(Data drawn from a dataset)
# # # # # # #
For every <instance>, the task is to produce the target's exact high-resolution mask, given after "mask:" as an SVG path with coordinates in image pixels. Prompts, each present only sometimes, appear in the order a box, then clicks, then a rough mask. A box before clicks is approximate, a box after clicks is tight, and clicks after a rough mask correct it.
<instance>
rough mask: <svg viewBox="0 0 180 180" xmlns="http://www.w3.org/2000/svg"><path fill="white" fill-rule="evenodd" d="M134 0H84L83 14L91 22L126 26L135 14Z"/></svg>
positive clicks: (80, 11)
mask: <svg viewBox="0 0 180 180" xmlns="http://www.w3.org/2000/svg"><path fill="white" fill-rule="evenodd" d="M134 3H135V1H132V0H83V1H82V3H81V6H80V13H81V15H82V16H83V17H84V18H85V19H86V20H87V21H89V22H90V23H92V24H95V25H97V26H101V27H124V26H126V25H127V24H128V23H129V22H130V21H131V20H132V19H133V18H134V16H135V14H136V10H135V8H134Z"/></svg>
# # # # # # #
What is needed>
Write out all of the data above again, line for line, with no changes.

Response area>
For every <instance>, the task is to produce the target's exact high-resolution mask, given after "mask:" as an SVG path with coordinates in image pixels. Prompts, each present only sometimes, appear in the order a box, then clicks, then a rough mask. A box before clicks is approximate, a box after clicks is tight, and clicks after a rough mask correct it.
<instance>
rough mask: <svg viewBox="0 0 180 180" xmlns="http://www.w3.org/2000/svg"><path fill="white" fill-rule="evenodd" d="M134 0H84L83 14L91 22L126 26L135 14Z"/></svg>
positive clicks: (80, 11)
mask: <svg viewBox="0 0 180 180" xmlns="http://www.w3.org/2000/svg"><path fill="white" fill-rule="evenodd" d="M134 3H135V1H132V0H83V1H82V3H81V6H80V13H81V15H82V16H83V17H84V18H85V19H86V20H87V21H89V22H90V23H92V24H95V25H97V26H101V27H124V26H126V25H127V24H128V23H129V22H130V21H131V20H132V19H133V18H134V16H135V14H136V10H135V8H134Z"/></svg>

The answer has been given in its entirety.